Excerpts from a dataset
= Beginning of Section =
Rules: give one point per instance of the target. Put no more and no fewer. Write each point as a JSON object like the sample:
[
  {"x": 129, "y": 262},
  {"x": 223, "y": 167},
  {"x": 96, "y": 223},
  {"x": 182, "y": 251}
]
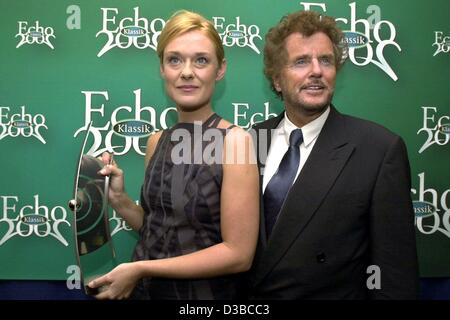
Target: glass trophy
[{"x": 93, "y": 244}]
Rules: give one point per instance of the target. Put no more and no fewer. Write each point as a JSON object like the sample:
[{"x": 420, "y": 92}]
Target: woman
[{"x": 198, "y": 220}]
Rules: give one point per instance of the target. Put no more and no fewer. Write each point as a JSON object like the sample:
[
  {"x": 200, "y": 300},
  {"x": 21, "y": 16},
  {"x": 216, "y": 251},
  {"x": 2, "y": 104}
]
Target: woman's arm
[{"x": 239, "y": 227}]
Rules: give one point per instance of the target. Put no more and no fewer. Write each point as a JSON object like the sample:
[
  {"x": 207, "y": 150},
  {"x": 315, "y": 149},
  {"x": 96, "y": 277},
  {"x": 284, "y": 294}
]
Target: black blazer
[{"x": 350, "y": 208}]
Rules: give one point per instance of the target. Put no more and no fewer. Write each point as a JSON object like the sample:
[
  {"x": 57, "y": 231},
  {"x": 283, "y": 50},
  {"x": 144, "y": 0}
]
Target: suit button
[{"x": 321, "y": 257}]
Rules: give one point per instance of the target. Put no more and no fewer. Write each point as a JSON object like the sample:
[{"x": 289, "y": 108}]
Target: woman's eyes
[
  {"x": 201, "y": 60},
  {"x": 174, "y": 60}
]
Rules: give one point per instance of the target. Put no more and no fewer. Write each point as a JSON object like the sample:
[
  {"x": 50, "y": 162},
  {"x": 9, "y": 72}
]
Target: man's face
[{"x": 307, "y": 80}]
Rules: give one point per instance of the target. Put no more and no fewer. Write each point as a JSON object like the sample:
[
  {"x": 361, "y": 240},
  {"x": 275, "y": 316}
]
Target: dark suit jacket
[{"x": 349, "y": 208}]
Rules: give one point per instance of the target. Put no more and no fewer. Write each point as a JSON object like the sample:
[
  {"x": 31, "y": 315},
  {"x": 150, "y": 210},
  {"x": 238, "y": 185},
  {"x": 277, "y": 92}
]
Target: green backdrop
[{"x": 66, "y": 63}]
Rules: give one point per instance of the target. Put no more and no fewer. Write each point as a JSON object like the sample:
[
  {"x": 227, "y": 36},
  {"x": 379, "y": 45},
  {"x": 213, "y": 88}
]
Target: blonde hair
[{"x": 184, "y": 21}]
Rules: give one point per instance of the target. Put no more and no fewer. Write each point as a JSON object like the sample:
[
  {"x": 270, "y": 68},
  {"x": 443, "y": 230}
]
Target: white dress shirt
[{"x": 280, "y": 143}]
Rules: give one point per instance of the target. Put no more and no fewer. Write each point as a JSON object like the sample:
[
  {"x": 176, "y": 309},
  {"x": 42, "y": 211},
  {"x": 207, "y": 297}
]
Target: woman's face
[{"x": 190, "y": 70}]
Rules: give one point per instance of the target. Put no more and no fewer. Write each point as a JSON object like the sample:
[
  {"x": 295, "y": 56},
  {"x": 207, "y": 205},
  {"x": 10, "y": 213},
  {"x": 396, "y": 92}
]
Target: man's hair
[
  {"x": 184, "y": 21},
  {"x": 307, "y": 23}
]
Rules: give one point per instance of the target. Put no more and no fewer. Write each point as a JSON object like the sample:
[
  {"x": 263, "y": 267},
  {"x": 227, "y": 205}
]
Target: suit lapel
[
  {"x": 327, "y": 159},
  {"x": 262, "y": 140}
]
= End of Section =
TASK OBJECTIVE: Each entry above should be written out again exactly, without its pictures.

YOUR SOLUTION:
Rules: give one point per instance of the target. Put no more and no fewer. Write each point as a JSON object like the sample:
[
  {"x": 129, "y": 262},
  {"x": 223, "y": 167},
  {"x": 96, "y": 223},
  {"x": 182, "y": 251}
]
Target: glass trophy
[{"x": 93, "y": 244}]
Rules: give one point per instance of the target. Put no more and no fewer. Write each point as a JSON object like the sample:
[{"x": 420, "y": 92}]
Target: woman
[{"x": 198, "y": 220}]
Rules: give one point per instance of the target. Put no more and no fewer. Write each point as a JSON object like the sample:
[
  {"x": 200, "y": 300},
  {"x": 21, "y": 16},
  {"x": 216, "y": 251},
  {"x": 2, "y": 104}
]
Target: woman's arm
[{"x": 239, "y": 227}]
Rules: give one point per instance of the target. Put no more and no fewer. Write each point as a JSON object like the sample:
[
  {"x": 207, "y": 150},
  {"x": 315, "y": 149},
  {"x": 96, "y": 277},
  {"x": 284, "y": 294}
]
Target: black blazer
[{"x": 350, "y": 208}]
Rules: give one point per instance of the target. Put no more and no fewer. Write each point as a JSON object like the sample:
[
  {"x": 57, "y": 231},
  {"x": 283, "y": 50},
  {"x": 144, "y": 0}
]
Target: suit button
[{"x": 321, "y": 257}]
Rules: give one point per instance of the target. Put no more and no fewer. Write each point as a JSON object like the sample:
[{"x": 289, "y": 108}]
Target: woman's eyes
[
  {"x": 201, "y": 60},
  {"x": 174, "y": 60}
]
Rules: give one point per instance of the target. Put no more and no fewer. Write each point as a JSON object like the sample:
[
  {"x": 50, "y": 162},
  {"x": 9, "y": 72}
]
Target: man's face
[{"x": 307, "y": 80}]
Rules: give one point per instance of the target. Put no more and no fewer. Write each point as a JSON object like the sample:
[
  {"x": 361, "y": 240},
  {"x": 275, "y": 316}
]
Target: dark suit jacket
[{"x": 349, "y": 208}]
Rules: give one point per instance of the target. Put no more and no fewer. Write each point as a JSON object like the sample:
[
  {"x": 31, "y": 315},
  {"x": 150, "y": 210},
  {"x": 238, "y": 185},
  {"x": 277, "y": 92}
]
Target: green backdrop
[{"x": 66, "y": 63}]
Rules: give one point per instance of the target. Put no more and no fewer. Write each point as a JSON object like the sample:
[
  {"x": 227, "y": 36},
  {"x": 379, "y": 45},
  {"x": 213, "y": 88}
]
Target: blonde hair
[{"x": 184, "y": 21}]
Rules: give one point per instance of the target. Put no more and no fewer. Write each point as a JSON object like the sample:
[
  {"x": 270, "y": 68},
  {"x": 443, "y": 230}
]
Target: white dress shirt
[{"x": 280, "y": 143}]
Rules: give one point per instance of the target. Put no more and no fewer. Write each point as a JSON object like the sample:
[
  {"x": 176, "y": 309},
  {"x": 42, "y": 211},
  {"x": 207, "y": 297}
]
Target: woman's face
[{"x": 190, "y": 70}]
Rules: give one point per instance of the target. Put no more and no fewer. Write each point as a JSON object like the sample:
[
  {"x": 295, "y": 56},
  {"x": 207, "y": 205},
  {"x": 10, "y": 213},
  {"x": 396, "y": 92}
]
Target: man's hair
[
  {"x": 184, "y": 21},
  {"x": 307, "y": 23}
]
Rules: give one point per instance of the target. Put no more and no fewer. Write each point as a JSON object like the sample:
[
  {"x": 263, "y": 267},
  {"x": 227, "y": 205}
]
Target: suit lapel
[
  {"x": 327, "y": 159},
  {"x": 262, "y": 140}
]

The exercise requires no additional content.